++++ Extrait choisi ++++

M. le président. Laissez parler la présidente !
Mme Éliane Assassi, présidente du groupe CRCE. Monsieur le président, le Gouvernement avait déjà eu recours à l’article 47-1 de la Constitution pour l’examen de cette réforme des retraites ; ce soir, c’est au tour de la commission des affaires sociales de prendre la décision de rejeter tous les sous-amendements que nous avions déposés, après les avoir examinés à une vitesse que je qualifierai d’« éclair», sans tenir compte des arguments que nous avons développés tout à l’heure, à savoir que ces sous-amendements ont le même objet que des amendements qui avaient été jugés recevables par la commission en leur temps.
Tout cela signifie simplement que le Sénat ne veut pas débattre de l’article 7,…
M. Olivier Paccaud. Pas à trois heures du matin !
Mme Éliane Assassi, présidente du groupe CRCE. … bien qu’il soit le cœur du texte : la question du report de l’âge légal de départ à la retraite préoccupe plusieurs millions de nos concitoyennes et de nos concitoyens, comme on a pu le constater dans la rue, aujourd’hui et les jours précédents, et comme on le verra encore samedi prochain.
Vous refusez le débat démocratique, et je crois sincèrement, monsieur le président – vous me connaissez, si je le dis, c’est que je le pense vraiment –, qu’un tel refus n’honore pas notre institution, le Sénat.
Excusez-moi de le dire aussi crûment : nous refusons de participer à cette pantomime et quittons l’hémicycle ce soir. Nous reviendrons demain ! (Exclamations sur les travées du groupe Les Républicains.)

++++

Travail demandé> Réécrivez le passage du compte rendu du débat sur la réforme des retraites allant de "Vous refusez le" jusqu'à "institution, le Sénat.", en remplaçant "débat démocratique" par "dialogue démocratique". Les enregistrements ne jouent ici aucun rôle.

++++ Enregistrements extraits ++++

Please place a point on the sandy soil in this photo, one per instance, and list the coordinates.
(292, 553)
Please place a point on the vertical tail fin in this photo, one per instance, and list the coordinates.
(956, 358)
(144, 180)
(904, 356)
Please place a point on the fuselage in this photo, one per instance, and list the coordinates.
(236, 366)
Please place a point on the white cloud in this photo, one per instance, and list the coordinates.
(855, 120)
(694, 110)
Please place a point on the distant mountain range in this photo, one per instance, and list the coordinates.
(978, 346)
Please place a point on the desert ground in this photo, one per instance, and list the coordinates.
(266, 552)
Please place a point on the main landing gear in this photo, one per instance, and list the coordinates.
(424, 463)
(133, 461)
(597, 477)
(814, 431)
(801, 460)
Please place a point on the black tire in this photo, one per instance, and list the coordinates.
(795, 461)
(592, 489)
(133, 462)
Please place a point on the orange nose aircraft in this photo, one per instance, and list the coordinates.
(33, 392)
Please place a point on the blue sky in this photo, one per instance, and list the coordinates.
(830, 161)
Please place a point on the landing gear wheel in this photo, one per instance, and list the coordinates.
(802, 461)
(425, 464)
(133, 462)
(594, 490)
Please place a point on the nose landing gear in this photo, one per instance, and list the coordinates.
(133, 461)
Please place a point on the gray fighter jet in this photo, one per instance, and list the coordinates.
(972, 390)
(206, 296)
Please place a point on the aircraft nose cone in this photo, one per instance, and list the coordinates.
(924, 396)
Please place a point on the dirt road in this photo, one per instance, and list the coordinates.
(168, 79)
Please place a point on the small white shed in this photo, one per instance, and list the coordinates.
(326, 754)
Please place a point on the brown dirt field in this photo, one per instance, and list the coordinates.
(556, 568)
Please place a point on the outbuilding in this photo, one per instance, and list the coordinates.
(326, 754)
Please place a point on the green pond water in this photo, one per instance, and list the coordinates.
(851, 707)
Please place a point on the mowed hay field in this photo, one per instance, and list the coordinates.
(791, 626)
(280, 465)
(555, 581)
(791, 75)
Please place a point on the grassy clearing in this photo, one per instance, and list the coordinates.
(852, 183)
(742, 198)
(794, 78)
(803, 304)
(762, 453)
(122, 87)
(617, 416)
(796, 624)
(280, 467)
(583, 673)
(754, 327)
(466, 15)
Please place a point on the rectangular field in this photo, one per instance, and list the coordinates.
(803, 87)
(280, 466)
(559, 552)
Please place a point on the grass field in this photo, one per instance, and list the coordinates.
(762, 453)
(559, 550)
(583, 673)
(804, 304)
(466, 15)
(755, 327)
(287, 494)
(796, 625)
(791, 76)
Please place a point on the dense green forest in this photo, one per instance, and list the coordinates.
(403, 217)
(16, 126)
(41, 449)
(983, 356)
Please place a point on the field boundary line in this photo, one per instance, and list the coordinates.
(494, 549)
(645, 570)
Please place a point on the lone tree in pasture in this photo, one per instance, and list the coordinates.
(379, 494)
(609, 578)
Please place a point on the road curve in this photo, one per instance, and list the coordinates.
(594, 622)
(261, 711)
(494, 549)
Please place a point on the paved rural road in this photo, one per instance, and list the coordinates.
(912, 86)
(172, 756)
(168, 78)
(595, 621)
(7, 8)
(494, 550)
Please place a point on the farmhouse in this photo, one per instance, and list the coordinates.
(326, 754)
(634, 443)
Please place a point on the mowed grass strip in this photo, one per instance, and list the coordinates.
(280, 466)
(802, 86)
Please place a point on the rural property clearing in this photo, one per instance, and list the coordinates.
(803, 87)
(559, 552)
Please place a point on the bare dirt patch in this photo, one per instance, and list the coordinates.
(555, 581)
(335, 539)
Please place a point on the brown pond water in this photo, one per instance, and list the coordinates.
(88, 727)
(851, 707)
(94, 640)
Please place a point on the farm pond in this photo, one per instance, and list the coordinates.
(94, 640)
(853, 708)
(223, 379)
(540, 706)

++++
++++ Enregistrements extraits ++++

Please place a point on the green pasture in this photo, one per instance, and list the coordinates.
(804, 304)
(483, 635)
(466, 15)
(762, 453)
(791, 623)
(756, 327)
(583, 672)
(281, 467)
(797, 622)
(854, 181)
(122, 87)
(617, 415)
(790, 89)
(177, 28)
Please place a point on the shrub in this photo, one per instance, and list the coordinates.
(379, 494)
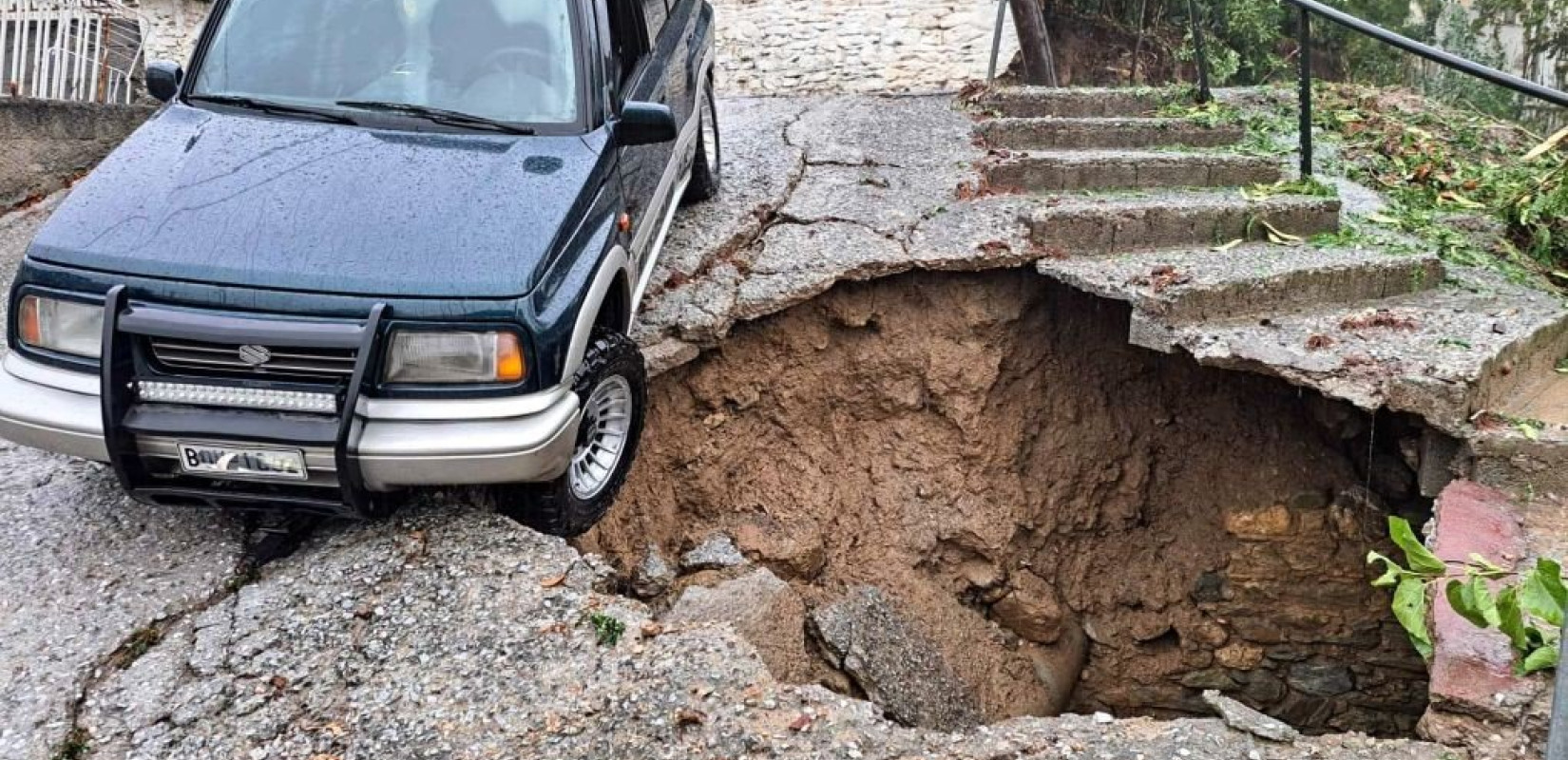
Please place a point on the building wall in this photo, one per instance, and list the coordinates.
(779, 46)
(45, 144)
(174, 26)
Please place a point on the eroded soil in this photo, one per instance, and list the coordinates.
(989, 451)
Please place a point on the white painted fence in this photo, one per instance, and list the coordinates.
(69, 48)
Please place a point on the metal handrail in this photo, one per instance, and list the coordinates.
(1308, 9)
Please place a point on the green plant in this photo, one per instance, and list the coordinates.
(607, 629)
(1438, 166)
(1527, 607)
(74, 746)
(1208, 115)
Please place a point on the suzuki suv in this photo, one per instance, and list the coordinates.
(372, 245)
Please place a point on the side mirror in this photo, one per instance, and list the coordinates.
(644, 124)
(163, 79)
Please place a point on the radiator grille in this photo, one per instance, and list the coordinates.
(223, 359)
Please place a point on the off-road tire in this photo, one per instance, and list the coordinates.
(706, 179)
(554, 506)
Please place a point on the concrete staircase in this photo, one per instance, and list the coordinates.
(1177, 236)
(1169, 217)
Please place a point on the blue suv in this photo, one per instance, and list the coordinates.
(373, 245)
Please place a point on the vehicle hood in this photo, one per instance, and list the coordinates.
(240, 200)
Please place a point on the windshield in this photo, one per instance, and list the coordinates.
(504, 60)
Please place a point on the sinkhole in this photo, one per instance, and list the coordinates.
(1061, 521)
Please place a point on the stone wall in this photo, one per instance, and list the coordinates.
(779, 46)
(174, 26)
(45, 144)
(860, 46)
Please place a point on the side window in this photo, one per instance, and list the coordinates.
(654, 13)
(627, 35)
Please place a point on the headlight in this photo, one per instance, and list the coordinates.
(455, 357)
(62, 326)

++++

Résultat obtenu>
Vous refusez le dialogue démocratique, et je crois sincèrement, monsieur le président – vous me connaissez, si je le dis, c’est que je le pense vraiment –, qu’un tel refus n’honore pas notre institution, le Sénat.